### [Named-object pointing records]
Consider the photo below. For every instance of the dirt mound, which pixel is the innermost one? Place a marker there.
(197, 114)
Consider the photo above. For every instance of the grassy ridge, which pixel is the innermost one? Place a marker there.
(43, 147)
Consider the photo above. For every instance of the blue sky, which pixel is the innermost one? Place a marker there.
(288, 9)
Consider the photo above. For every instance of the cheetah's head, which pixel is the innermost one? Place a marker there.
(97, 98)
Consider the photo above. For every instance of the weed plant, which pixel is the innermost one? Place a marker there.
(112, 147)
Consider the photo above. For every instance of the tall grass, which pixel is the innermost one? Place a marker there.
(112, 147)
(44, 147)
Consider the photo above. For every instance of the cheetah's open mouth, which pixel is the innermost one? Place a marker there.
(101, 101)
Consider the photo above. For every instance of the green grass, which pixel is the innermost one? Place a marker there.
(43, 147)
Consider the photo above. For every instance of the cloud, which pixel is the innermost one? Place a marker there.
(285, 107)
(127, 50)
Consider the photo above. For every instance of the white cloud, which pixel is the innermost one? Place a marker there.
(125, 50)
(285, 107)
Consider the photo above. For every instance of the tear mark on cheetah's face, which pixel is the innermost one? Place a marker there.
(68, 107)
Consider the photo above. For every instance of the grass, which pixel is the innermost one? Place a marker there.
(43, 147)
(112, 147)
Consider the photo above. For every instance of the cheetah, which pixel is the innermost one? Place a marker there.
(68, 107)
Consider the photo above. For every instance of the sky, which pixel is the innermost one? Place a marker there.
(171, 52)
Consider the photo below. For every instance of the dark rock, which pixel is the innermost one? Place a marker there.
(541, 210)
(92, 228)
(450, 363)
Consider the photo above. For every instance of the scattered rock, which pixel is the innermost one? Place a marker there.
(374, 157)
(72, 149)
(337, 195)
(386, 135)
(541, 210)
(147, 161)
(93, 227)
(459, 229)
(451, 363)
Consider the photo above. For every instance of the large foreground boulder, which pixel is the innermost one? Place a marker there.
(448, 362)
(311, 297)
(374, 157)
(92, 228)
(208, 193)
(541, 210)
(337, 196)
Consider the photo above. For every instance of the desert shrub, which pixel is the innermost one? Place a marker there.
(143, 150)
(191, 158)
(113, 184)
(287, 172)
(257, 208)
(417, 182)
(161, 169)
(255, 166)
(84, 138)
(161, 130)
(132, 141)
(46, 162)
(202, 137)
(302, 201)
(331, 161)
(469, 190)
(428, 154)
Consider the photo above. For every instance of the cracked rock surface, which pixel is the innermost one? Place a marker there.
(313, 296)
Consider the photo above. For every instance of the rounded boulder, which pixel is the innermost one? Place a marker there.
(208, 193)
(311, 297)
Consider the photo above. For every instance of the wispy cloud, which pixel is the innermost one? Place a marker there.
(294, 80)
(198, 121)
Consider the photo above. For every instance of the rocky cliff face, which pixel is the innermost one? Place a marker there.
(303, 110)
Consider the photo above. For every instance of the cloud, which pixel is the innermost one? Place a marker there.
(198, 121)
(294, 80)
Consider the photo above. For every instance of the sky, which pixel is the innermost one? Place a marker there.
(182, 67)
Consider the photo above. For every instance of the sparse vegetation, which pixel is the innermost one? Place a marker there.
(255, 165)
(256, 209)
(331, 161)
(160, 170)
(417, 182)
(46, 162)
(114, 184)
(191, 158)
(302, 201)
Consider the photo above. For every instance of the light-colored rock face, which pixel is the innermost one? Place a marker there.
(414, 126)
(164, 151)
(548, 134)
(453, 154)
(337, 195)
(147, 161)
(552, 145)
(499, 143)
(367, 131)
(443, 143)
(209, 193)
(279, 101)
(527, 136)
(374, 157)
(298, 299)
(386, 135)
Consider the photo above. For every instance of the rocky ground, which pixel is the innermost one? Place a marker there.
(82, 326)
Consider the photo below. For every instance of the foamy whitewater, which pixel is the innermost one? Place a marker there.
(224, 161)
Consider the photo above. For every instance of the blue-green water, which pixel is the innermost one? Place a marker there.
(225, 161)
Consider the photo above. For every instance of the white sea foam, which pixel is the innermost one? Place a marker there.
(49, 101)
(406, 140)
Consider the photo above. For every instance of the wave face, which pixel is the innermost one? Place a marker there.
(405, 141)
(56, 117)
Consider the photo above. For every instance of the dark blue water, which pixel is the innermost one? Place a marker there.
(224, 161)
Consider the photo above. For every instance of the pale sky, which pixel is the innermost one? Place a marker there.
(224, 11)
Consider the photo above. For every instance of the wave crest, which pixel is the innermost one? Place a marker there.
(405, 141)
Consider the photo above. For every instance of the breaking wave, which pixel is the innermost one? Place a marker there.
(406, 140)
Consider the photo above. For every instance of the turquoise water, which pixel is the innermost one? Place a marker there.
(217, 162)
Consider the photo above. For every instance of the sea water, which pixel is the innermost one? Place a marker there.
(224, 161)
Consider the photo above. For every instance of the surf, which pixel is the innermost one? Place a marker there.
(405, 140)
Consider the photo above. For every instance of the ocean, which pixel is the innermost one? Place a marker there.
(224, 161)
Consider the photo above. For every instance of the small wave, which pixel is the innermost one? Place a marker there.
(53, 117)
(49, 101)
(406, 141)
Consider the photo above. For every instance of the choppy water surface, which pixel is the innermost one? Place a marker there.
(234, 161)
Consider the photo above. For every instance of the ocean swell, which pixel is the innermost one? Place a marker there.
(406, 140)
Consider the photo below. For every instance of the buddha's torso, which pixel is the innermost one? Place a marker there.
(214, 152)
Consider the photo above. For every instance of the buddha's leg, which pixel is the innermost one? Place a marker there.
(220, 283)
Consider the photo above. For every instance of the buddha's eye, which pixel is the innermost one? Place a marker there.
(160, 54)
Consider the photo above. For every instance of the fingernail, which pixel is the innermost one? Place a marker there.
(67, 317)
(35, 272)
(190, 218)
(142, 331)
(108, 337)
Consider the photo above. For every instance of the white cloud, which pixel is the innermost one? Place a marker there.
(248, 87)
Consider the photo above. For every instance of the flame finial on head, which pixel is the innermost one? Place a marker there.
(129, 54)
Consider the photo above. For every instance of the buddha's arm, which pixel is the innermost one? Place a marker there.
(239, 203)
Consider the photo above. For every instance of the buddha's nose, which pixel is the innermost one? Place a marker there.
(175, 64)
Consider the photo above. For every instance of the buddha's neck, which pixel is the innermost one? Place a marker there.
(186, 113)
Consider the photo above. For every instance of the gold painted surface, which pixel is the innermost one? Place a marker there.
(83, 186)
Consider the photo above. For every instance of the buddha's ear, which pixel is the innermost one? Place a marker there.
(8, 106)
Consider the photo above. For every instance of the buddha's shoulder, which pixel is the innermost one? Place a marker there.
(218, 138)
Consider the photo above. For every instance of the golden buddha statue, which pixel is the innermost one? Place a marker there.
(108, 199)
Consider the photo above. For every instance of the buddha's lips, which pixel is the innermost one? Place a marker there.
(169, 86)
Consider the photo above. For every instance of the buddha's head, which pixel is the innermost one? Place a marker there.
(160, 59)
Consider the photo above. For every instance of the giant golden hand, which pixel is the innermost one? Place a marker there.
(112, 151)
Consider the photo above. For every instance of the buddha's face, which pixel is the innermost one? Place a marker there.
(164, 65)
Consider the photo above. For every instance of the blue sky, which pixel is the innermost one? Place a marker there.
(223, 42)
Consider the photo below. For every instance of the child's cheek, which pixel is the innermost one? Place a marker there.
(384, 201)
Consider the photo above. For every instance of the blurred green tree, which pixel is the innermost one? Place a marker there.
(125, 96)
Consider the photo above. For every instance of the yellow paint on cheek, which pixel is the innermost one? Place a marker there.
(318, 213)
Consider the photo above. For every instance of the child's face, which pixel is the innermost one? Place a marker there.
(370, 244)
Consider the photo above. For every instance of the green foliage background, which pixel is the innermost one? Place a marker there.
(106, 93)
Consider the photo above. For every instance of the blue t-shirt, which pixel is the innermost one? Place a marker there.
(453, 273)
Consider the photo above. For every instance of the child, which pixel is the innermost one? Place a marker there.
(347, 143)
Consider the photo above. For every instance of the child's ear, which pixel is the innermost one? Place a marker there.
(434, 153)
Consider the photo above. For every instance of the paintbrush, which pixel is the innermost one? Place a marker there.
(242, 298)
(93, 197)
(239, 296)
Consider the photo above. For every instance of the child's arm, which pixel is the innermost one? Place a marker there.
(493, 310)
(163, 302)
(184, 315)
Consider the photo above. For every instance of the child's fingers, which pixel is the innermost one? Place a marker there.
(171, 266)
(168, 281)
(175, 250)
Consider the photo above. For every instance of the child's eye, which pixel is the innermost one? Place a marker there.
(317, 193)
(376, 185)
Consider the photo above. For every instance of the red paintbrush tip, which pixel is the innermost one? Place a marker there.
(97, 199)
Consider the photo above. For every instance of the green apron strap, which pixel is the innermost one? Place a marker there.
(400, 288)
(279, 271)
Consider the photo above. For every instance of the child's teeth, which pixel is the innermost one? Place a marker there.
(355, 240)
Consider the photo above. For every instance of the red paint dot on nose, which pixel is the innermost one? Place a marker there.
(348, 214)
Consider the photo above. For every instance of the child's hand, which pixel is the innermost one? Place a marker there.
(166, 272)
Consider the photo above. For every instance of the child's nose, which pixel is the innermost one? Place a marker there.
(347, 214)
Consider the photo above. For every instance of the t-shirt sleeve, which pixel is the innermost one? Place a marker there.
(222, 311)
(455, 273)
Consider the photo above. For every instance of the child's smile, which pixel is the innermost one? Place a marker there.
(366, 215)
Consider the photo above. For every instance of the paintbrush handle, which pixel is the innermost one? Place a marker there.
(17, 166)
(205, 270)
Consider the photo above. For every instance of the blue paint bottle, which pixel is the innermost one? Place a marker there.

### [Written request]
Write out exactly the lines of the entries above that run from the line containing "Consider the photo above. For every instance of the t-shirt" through the last line, including both.

### [Correct output]
Consider the photo above. For every instance of the t-shirt sleeve, which pixel is the innermost one? Place a marker there.
(222, 311)
(455, 273)
Consider the photo above. For every instance of the child's smile, which pixel is the innermost one? Place a marker there.
(366, 215)
Consider the photo above. For every instance of the paintbrush handle, which pixel is the innermost one? Place a marker there.
(17, 166)
(205, 270)
Consider the photo above. For every instance of the blue paint bottle, which pixel is the innermost one? Place a marker there.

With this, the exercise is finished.